╔══

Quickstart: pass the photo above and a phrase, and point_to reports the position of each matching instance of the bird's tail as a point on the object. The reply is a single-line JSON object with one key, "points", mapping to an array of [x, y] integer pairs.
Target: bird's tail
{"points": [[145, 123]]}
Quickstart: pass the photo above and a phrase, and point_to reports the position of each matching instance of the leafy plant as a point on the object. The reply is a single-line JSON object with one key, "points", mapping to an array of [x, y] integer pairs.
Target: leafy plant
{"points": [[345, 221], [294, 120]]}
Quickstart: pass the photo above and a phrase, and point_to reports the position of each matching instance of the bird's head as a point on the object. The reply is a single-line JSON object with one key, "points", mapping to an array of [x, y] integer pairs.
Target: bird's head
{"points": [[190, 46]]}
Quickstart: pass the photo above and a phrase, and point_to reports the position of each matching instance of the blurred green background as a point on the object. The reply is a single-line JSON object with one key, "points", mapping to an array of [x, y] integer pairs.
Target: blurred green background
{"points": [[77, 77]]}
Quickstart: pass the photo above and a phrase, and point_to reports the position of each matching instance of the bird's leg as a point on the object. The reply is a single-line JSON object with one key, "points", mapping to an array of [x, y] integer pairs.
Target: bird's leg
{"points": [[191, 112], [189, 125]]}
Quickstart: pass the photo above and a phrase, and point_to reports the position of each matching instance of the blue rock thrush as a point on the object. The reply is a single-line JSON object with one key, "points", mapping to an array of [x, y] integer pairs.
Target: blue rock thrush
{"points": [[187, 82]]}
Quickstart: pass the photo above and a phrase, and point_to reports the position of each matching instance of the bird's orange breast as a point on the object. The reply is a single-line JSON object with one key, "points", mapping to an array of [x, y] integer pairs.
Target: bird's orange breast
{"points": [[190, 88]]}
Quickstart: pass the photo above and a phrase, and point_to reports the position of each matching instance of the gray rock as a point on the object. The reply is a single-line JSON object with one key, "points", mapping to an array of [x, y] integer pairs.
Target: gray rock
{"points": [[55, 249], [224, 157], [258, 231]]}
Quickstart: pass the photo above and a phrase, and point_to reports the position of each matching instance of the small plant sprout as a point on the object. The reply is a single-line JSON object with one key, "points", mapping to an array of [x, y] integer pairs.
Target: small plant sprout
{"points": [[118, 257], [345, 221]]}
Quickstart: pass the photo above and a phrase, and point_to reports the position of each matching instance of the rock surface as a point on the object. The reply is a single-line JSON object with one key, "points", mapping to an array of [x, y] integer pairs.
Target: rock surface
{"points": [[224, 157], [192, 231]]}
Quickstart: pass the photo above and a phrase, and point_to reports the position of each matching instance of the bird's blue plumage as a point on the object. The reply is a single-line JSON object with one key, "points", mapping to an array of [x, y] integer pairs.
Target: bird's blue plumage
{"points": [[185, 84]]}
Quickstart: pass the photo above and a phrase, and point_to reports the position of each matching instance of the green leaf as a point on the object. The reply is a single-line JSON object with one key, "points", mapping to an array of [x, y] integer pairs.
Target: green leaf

╚══

■ **STATED TASK**:
Give a word-for-word copy of the records.

■ **SOLUTION FOR THIS TASK**:
Quickstart: pass the photo above and a phrase, and point_to reports the position of each matching instance of the bird's tail as a point on the object. The reply is a single-line JSON object with one key, "points", mapping to an array of [x, y] integer pairs.
Target: bird's tail
{"points": [[145, 123]]}
Quickstart: pass the photo above and a phrase, and point_to reports the position of each matching instance of the leafy plant as a point on the object. The reply is a single-line JSON object with one key, "points", mapping to an array of [x, y] integer pairs.
Target: leafy plant
{"points": [[345, 221], [294, 120]]}
Quickstart: pass the photo above and a phrase, and point_to reports the position of each matching instance of the bird's head as a point on the object. The reply is a single-line JSON object with one key, "points", mapping to an array of [x, y] integer pairs.
Target: bird's head
{"points": [[190, 46]]}
Quickstart: pass the photo above and a phrase, and point_to reports the position of each matching instance of the blurred green background as a point on the object. The reply is a single-line JSON object with one key, "points", mapping to an array of [x, y] integer pairs.
Target: blurred green background
{"points": [[77, 77]]}
Quickstart: pass the photo above and a phrase, and point_to reports the position of each matching instance of the bird's leg as a point on the object. The reply is a single-line JSON object with one key, "points", mapping to an array of [x, y] integer pairs.
Target: bird's leg
{"points": [[191, 112], [189, 125]]}
Quickstart: pass the photo above and a phrase, and point_to reports the position of each matching instance of the blue rock thrush as a point on the object. The reply is a single-line JSON object with one key, "points", mapping to an array of [x, y] integer pairs.
Target: blue rock thrush
{"points": [[187, 82]]}
Quickstart: pass the photo above and a phrase, and point_to reports the position of each matching instance of the bird's orange breast as a point on the object. The reply is a single-line JSON object with one key, "points", mapping to an array of [x, y] integer pairs.
Target: bird's orange breast
{"points": [[190, 88]]}
Quickstart: pass the photo above and a phrase, and point_to reports the position of each matching instance of the gray rock as a point on the object. The reply is a single-line JSON object with one key, "points", mapping to an array of [x, y] integer pairs.
Target: gray rock
{"points": [[55, 249], [224, 157], [258, 231]]}
Quickstart: pass the photo above and a phrase, and point_to reports the position of each matching instance of the small plant sprout as a point on the object. The reply is a single-line JSON object with one key, "points", mapping to an array of [x, y] integer pairs.
Target: small plant sprout
{"points": [[118, 257], [345, 221]]}
Quickstart: pass the photo above and a phrase, and point_to reports the position of each matching instance of the rock surface as a point on the object. The reply is a single-line JSON object with one key, "points", mapping to an array of [x, y] integer pairs.
Target: rock surface
{"points": [[224, 157], [192, 231]]}
Quickstart: pass the photo above and a phrase, and point_to reports the position of each matching instance of the bird's blue plumage as a point on the object. The reply is a single-line JSON object with one key, "points", mapping to an array of [x, y] integer pairs.
Target: bird's blue plumage
{"points": [[185, 84]]}
Quickstart: pass the photo above and a phrase, and point_to reports the position of each matching instance of the green leaf as a point on the object. The reply is a single-line JSON object with one key, "points", mapping to an array of [x, y] integer pairs.
Target: green leaf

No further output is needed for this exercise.